--- START OF Extracted information ---

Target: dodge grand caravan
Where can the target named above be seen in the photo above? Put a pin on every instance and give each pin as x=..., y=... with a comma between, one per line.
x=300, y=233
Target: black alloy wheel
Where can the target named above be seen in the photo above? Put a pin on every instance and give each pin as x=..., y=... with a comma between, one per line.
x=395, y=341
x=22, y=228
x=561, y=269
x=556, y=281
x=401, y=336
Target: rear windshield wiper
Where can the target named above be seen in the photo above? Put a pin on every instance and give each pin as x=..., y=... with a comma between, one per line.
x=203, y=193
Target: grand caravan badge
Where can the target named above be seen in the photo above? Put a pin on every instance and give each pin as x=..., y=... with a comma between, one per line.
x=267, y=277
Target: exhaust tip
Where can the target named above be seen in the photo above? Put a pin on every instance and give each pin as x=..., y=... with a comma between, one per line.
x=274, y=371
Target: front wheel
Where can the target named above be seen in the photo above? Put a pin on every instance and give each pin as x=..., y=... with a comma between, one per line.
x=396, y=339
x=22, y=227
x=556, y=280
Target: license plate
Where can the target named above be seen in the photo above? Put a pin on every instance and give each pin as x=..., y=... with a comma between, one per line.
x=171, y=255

--- END OF Extracted information ---

What is being asked -> Print all of the material above again, every line unchanged and in the same order.

Exercise response ->
Target: dodge grand caravan
Where can the target named above be seen in the photo above? Put a pin on every instance and give each pin as x=..., y=... with a comma between, one per line.
x=300, y=233
Target: black alloy wheel
Where can the target named above be seen in the photo above? Put a pin on every instance and give each pin as x=..., y=... with a comma between, one per line.
x=395, y=341
x=22, y=228
x=561, y=269
x=556, y=281
x=401, y=336
Target: rear windshield wiper
Where can the target named above be seen in the photo above? Put a pin on every instance and give each pin as x=..., y=... with a comma between, one per line.
x=203, y=193
Target: grand caravan badge
Where can the target named above be seen in the photo above? Put a pin on every instance and give each pin as x=..., y=... with a comma between, one per line.
x=267, y=277
Target: exhaust tip
Where can the target named above be seen in the photo above? Put a pin on every instance and give each pin as x=..., y=... with a comma between, one per line.
x=274, y=371
Target: front wheel
Where can the target named above be seen in the photo above? Put a pin on every instance and give each pin as x=..., y=... with a comma between, one per line.
x=396, y=339
x=22, y=227
x=556, y=280
Target: license plate
Where can the target named above be seen in the photo above? Put a pin on every instance and give each pin as x=..., y=... with a comma between, one per line.
x=171, y=255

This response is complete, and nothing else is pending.